● Passage shown
# # # # # # #

The Global Arrays Toolkit

This month’s column introduces the Global Arrays Toolkit (GA, http://www.emsl.pnl.gov/docs/global/), a suite of application programming interfaces (API’s) for handling distributed data structures.
Continuing with the theme of simplifying parallel programming, this month’s column introduces the Global Arrays Toolkit (GA, http://www.emsl.pnl.gov/docs/global/), a suite of application programming interfaces (API’s) for handling distributed data structures.
The previous three columns discussed Unified Parallel C (UPC), an extension of C 99 that supports explicit parallel execution and a shared address space. UPC provides automatic memory management across distributed (and shared) memory hardware without requiring explicit message passing.
Like UPC, GA provides a mechanism for shared-memory style programming in a distributed memory computing environment. Unlike UPC, GA works in conjunction with traditional message passing APIs — in particular, the Message Passing Interface (MPI) — to offer both shared-memory and message-passing paradigms in the same program. In both UPC and GA, data distribution information (that is, the affinity of data to processes) is available to the application so that data locality can be exploited to maximize performance.
The GA toolkit was developed at the U.S. Department of Energy’s Pacific Northwest National Laboratory (PNNL), where it is still undergoing significant development and enhancement. Version 4.0 was recently released in April 2006. GA has been in the public domain since 1994, and is used in a number of high performance computing (HPC) simulation codes. In particular, GA is used extensively by PNNL’s NWChem computational quantum chemistry package.

# # # # # # #

● Data records
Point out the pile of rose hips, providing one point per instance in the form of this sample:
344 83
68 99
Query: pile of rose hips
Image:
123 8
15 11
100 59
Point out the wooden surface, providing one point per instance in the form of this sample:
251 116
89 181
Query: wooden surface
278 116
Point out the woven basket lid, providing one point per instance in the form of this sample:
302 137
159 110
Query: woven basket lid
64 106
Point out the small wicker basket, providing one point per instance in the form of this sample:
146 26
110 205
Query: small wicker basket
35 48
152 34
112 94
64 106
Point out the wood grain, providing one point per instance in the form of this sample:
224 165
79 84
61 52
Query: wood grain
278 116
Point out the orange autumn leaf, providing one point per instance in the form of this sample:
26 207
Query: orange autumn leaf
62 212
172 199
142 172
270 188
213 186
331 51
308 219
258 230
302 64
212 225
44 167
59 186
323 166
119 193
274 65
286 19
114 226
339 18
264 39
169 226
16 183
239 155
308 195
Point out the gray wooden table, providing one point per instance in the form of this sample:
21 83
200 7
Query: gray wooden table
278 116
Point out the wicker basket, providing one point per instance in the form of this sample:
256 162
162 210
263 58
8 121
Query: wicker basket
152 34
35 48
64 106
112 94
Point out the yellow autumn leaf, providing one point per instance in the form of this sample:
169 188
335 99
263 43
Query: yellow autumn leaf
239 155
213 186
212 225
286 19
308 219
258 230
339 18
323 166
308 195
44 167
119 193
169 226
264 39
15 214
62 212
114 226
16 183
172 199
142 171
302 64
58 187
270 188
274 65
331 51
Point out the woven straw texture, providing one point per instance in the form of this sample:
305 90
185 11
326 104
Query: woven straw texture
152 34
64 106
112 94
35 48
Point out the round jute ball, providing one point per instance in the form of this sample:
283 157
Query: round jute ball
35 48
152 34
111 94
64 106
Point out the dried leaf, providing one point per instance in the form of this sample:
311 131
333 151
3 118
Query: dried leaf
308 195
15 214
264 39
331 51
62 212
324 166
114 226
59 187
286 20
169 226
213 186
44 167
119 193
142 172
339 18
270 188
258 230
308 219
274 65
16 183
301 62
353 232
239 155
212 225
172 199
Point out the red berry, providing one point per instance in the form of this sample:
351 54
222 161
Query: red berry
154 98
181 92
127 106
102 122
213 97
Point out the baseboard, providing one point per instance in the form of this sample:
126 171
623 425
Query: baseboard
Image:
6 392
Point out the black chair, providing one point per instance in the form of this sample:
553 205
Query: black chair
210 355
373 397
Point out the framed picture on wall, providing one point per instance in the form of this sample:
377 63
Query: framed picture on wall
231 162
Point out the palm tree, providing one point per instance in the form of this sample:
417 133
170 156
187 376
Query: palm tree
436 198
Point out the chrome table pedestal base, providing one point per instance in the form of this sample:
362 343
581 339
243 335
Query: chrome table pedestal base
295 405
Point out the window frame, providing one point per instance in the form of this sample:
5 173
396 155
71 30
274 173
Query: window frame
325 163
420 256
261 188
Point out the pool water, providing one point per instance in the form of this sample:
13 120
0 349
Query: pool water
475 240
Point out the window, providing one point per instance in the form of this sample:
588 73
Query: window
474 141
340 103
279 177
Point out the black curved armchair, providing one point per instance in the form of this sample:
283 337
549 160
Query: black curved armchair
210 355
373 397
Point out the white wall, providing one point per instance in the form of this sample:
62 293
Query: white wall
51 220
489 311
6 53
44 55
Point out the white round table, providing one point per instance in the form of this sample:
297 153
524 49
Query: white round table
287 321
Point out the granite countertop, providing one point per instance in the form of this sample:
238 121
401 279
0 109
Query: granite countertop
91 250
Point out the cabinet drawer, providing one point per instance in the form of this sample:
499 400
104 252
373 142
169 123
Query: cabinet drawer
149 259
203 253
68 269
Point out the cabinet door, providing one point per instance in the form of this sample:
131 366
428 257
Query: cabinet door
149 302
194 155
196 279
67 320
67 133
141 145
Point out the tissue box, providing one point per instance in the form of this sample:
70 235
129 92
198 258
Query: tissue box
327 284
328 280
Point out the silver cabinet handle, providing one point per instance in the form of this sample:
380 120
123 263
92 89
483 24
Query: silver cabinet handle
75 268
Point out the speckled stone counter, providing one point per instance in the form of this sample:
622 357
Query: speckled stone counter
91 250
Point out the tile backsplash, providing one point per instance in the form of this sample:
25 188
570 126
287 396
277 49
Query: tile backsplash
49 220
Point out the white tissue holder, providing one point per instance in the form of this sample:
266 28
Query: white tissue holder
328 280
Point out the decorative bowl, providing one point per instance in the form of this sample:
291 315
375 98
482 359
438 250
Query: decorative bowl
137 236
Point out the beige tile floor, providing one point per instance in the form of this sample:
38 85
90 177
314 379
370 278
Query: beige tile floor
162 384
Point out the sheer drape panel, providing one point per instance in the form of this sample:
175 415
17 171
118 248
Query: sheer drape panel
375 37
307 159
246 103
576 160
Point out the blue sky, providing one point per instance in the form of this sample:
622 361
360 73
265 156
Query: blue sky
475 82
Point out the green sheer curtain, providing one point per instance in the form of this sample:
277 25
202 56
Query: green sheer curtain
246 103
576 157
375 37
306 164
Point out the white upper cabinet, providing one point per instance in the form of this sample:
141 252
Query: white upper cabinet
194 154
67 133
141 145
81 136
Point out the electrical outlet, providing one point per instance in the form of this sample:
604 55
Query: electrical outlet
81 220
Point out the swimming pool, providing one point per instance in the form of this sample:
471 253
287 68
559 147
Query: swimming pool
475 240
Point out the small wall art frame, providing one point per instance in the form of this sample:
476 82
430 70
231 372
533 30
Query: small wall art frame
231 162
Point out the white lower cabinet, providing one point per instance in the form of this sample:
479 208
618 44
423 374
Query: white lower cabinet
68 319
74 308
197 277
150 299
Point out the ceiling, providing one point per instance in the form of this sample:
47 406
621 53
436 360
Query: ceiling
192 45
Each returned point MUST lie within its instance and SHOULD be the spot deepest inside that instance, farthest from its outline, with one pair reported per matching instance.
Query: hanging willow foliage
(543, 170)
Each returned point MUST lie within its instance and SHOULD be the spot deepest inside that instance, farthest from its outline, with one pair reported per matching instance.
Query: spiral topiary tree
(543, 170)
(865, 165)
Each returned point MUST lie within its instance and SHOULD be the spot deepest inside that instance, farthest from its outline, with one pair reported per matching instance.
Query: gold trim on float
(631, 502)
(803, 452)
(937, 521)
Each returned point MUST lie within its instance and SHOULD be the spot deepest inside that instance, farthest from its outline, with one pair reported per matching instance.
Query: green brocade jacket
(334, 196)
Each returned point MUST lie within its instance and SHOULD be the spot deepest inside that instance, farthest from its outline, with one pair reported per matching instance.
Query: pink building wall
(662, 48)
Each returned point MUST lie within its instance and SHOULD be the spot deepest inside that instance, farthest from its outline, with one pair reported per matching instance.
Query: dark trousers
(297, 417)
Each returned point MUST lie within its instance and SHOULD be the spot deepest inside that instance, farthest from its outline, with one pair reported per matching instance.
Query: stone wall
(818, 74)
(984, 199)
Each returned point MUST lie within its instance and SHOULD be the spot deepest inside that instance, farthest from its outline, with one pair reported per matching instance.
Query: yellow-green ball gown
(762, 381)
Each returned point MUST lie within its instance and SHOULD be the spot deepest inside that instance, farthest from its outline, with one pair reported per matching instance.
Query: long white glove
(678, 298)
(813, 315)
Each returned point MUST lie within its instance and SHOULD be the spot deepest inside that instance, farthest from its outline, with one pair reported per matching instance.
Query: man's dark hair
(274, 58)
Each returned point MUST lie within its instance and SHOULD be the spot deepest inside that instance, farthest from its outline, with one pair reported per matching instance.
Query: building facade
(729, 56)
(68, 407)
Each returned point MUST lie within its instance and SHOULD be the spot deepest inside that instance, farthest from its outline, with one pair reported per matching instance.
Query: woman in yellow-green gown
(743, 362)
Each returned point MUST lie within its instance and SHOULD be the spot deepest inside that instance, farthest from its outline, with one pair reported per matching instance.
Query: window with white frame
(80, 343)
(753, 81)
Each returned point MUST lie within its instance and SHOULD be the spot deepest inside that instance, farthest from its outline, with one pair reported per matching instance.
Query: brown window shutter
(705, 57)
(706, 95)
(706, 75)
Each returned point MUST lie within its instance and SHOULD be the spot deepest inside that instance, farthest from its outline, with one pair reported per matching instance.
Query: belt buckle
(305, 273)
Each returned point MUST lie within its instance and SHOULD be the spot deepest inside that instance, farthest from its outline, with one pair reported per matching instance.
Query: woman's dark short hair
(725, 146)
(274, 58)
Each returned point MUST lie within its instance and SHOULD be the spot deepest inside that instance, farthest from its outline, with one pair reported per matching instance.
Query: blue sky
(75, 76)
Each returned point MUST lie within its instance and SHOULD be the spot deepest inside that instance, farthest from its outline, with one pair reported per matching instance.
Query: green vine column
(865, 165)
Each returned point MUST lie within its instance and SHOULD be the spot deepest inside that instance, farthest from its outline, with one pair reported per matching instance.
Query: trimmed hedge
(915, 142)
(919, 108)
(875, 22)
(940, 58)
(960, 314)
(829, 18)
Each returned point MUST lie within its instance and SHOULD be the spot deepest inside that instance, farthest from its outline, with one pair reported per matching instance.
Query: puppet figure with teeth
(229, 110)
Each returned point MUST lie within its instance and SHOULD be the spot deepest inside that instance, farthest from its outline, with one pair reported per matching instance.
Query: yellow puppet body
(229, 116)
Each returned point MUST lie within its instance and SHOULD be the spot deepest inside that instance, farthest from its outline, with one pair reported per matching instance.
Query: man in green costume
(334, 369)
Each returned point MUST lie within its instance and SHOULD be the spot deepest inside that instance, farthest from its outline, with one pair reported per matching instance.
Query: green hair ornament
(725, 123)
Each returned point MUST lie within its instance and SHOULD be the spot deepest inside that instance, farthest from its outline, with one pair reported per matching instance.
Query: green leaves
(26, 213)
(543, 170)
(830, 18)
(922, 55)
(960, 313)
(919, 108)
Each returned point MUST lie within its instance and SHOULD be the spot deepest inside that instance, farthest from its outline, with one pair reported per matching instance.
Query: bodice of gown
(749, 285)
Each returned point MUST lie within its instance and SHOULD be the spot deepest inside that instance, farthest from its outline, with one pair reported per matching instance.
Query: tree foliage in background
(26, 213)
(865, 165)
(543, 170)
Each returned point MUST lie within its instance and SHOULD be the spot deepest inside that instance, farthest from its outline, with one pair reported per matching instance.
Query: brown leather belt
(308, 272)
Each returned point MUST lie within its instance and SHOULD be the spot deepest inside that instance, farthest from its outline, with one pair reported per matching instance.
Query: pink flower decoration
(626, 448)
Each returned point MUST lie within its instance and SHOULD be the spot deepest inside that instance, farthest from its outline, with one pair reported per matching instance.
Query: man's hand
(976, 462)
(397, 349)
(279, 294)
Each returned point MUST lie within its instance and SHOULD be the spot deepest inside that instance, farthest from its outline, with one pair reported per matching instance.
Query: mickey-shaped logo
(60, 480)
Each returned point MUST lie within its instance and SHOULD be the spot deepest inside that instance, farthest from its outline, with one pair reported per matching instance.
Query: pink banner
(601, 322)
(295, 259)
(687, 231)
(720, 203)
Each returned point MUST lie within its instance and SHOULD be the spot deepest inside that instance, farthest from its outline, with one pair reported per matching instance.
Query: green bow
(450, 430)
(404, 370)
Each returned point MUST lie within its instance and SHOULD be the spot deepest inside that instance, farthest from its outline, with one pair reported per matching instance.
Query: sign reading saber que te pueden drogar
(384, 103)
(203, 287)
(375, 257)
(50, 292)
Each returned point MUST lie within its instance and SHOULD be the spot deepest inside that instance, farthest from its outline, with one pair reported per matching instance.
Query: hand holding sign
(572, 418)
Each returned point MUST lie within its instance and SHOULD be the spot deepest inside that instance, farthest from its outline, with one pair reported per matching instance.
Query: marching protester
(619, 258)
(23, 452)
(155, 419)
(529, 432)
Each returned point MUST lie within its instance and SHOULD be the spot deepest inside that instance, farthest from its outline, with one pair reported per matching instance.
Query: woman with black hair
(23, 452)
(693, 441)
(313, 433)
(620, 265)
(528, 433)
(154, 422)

# # # # # # #

● What to work on
**1)** According to the Global Arrays Toolkit passage, which laboratory developed GA?
**2)** Rewrite the Global Arrays Toolkit passage starting with "Like UPC, GA provides" and going on through "to maximize performance.", replacing "paradigms" with "models".
**3)** Carry the Global Arrays Toolkit passage forward from its final sentence.

● Answers below
**1)** The U.S. Department of Energy's Pacific Northwest National Laboratory (PNNL).

**2)**
Like UPC, GA provides a mechanism for shared-memory style programming in a distributed memory computing environment. Unlike UPC, GA works in conjunction with traditional message passing APIs — in particular, the Message Passing Interface (MPI) — to offer both shared-memory and message-passing models in the same program. In both UPC and GA, data distribution information (that is, the affinity of data to processes) is available to the application so that data locality can be exploited to maximize performance.

**3)**
GA uses the Aggregate Remote Memory Copy (ARMCI) library, an API that provides general-purpose, efficient, and portable remote memory access (RMA) operations through one-sided communications. ARMCI utilizes network communications interfaces — including popular low-latency, high-bandwidth interfaces like Myrinet, Quadrics, Giganet, and Infiniband — as well as shared memory to achieve the best possible performance for RMA operations. ARMCI is available on supercomputers (such as the IBM SP; Cray’s X1, T3E, SV1, and J90; Fujitsu’s VX/VPP and Primepower; the NEC SX-5; and the Hitachi SR8000), Unix servers and workstations, and clusters of Unix, Linux, and Windows boxes.
In addition, GA works in conjunction with Memory Allocator (MA), a collection of library routines that perform dynamic memory allocation for C, Fortran, and mixed-language applications. GA relies upon MA to provide all of its dynamically allocated local memory. MA provides both heap and stack memory management along with memory availability and utilization information and statistics. MA supports both C and Fortran data types and offers debugging and verification mechanisms. It’s supported on a wide variety of supercomputers and Unix, Linux, and Windows boxes.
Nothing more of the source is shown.